> SOURCE:
* * *
Summary
affirming the trial court's grant of summary judgment dismissing the defendant's counterclaim alleging that the plaintiff violated N.Y. Gen. Bus. Law § 349 in extending a loan to the defendant by making false representations about the subject property's income and expenses, since those misrepresentations "were specific to the subject property and, thus, do not constitute consumer-oriented conduct. . . ."
Summary of this case from Carrillo v. Wells Fargo BankOpinion
2016–06948 Index No. 10206/12
01-30-2019
Kishor Rao, Ozone Park, NY, appellant pro se.
Kishor Rao, Ozone Park, NY, appellant pro se.
CHERYL E. CHAMBERS, J.P., SYLVIA O. HINDS–RADIX, COLLEEN D. DUFFY, HECTOR D. LASALLE, JJ.
* * *
(Object pointing dataset lines)
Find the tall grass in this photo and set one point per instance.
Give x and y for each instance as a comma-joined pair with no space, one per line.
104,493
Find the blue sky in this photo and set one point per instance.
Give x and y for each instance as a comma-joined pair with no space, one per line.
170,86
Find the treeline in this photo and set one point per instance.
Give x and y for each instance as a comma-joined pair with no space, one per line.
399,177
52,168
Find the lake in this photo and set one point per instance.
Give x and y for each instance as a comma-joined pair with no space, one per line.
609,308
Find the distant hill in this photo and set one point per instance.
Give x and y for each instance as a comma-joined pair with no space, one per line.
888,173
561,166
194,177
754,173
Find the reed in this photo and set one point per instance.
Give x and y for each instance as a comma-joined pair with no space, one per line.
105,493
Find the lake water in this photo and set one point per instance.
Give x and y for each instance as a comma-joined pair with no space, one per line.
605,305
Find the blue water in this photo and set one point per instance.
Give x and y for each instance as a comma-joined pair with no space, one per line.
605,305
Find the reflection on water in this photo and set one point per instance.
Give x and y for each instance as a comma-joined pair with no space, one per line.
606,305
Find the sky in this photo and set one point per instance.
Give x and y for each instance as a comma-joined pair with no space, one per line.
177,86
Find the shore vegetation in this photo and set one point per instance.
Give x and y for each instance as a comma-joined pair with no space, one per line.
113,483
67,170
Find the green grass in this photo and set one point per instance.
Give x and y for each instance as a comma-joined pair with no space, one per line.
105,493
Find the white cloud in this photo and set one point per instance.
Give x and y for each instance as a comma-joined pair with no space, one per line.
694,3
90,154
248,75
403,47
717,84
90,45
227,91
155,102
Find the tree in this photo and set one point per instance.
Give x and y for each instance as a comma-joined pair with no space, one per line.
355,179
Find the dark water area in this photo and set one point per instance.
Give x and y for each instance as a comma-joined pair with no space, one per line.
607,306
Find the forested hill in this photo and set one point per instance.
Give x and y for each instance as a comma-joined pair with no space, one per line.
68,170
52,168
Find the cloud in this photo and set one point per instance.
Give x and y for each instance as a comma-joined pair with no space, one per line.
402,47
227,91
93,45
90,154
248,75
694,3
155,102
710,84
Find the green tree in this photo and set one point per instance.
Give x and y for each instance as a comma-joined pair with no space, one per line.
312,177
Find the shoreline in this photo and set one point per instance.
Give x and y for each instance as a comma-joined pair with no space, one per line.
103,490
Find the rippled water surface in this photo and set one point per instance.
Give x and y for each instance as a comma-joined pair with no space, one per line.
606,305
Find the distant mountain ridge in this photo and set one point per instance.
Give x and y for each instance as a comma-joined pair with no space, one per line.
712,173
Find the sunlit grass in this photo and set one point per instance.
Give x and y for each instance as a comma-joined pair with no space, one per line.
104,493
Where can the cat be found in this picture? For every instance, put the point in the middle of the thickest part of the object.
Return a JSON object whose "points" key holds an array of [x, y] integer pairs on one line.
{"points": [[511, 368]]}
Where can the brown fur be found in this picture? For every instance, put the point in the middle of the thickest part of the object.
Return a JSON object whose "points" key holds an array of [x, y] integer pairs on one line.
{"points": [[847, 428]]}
* * *
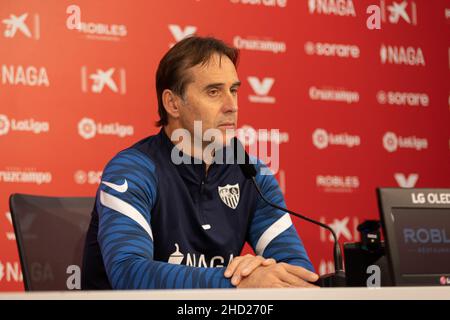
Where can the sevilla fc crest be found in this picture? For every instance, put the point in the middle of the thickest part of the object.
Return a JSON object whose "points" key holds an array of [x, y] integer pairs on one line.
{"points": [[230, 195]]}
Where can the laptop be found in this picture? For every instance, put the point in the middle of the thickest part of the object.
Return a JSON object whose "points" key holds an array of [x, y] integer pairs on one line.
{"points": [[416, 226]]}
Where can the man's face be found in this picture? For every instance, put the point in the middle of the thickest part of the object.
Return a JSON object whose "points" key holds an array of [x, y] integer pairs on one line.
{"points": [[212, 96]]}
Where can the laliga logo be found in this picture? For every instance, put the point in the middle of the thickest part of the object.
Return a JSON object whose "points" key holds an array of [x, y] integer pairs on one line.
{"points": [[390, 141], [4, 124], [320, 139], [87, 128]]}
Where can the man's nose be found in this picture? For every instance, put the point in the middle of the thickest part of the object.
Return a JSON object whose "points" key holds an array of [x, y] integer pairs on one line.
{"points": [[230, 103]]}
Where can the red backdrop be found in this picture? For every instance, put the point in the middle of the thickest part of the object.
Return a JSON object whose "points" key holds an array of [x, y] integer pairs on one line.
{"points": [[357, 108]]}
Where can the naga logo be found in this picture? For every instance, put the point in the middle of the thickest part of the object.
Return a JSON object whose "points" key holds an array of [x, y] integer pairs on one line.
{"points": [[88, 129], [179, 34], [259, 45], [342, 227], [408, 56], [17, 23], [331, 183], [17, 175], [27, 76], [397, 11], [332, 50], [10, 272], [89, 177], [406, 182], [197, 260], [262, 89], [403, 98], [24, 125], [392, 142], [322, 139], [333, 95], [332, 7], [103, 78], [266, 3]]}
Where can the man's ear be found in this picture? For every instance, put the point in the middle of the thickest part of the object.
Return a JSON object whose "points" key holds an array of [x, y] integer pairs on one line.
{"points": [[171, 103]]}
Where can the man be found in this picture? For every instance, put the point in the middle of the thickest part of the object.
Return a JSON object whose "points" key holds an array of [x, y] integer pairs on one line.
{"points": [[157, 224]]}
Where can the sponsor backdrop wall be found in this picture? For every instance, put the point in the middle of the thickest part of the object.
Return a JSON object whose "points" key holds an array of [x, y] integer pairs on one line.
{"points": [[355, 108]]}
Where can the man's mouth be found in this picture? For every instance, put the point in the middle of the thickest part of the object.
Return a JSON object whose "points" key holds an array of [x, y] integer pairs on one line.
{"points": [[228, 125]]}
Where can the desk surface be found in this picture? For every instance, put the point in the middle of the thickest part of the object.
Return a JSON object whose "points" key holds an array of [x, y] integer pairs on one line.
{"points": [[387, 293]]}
* * *
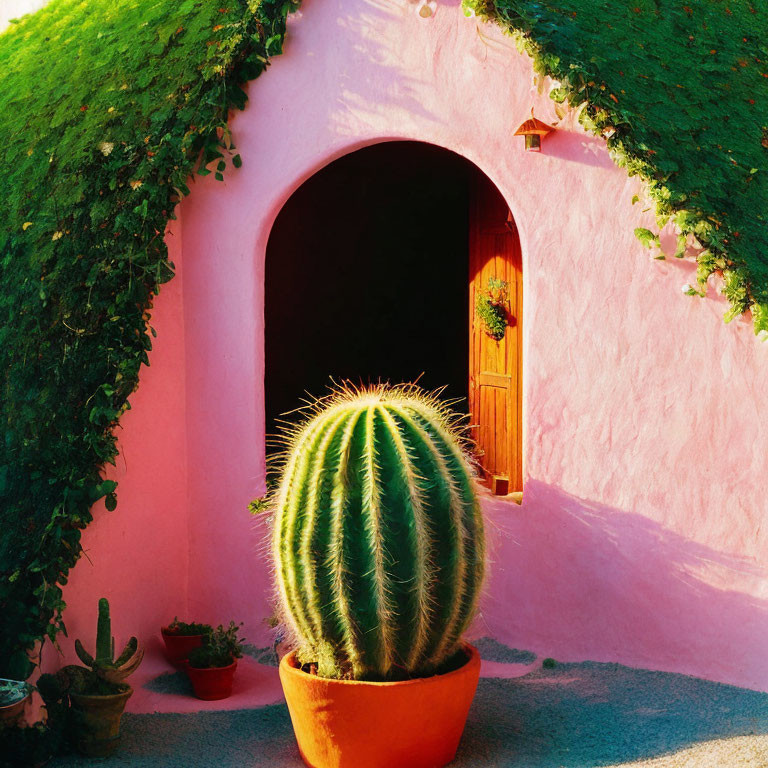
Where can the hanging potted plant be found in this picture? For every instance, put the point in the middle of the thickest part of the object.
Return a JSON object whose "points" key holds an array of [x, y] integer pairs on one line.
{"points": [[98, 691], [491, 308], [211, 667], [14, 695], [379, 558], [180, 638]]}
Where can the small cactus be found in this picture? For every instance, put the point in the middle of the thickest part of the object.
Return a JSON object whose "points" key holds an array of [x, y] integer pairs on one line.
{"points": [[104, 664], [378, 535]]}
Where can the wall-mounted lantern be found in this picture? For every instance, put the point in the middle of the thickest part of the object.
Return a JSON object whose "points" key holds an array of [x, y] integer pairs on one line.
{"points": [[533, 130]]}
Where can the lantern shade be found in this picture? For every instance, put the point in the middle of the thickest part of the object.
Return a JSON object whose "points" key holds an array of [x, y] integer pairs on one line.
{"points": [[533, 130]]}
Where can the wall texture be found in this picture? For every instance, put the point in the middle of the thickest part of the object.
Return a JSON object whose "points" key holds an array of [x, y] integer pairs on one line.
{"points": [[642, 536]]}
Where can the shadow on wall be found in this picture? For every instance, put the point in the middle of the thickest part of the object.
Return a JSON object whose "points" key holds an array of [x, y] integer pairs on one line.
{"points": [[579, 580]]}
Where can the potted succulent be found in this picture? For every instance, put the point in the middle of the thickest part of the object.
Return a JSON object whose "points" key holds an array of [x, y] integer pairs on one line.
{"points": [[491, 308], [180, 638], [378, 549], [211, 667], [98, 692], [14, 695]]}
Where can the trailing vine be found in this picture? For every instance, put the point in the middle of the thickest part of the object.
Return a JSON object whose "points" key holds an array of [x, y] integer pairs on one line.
* * *
> EXERCISE A: Using the case summary, decide whether each statement agrees with it, answering yes or no and quoting the decisive words: (i) the trial court's grant of summary judgment dismissing the defendant's counterclaim was affirmed; (ii) the alleged misrepresentations were held to be consumer-oriented conduct; (iii) Kishor Rao appeared through counsel.
> EXERCISE B: List every judge named in the case summary.
> EXERCISE C: Under which statute did the defendant's counterclaim in the case summary allege a violation?

> CORRECT RESPONSE A:
(i) Yes: "affirming the trial court's grant of summary judgment dismissing the defendant's counterclaim"
(ii) No: "were specific to the subject property and, thus, do not constitute consumer-oriented conduct"
(iii) No: "Kishor Rao, Ozone Park, NY, appellant pro se."

> CORRECT RESPONSE B: Cheryl E. Chambers, Sylvia O. Hinds–Radix, Colleen D. Duffy, Hector D. LaSalle

> CORRECT RESPONSE C: N.Y. Gen. Bus. Law § 349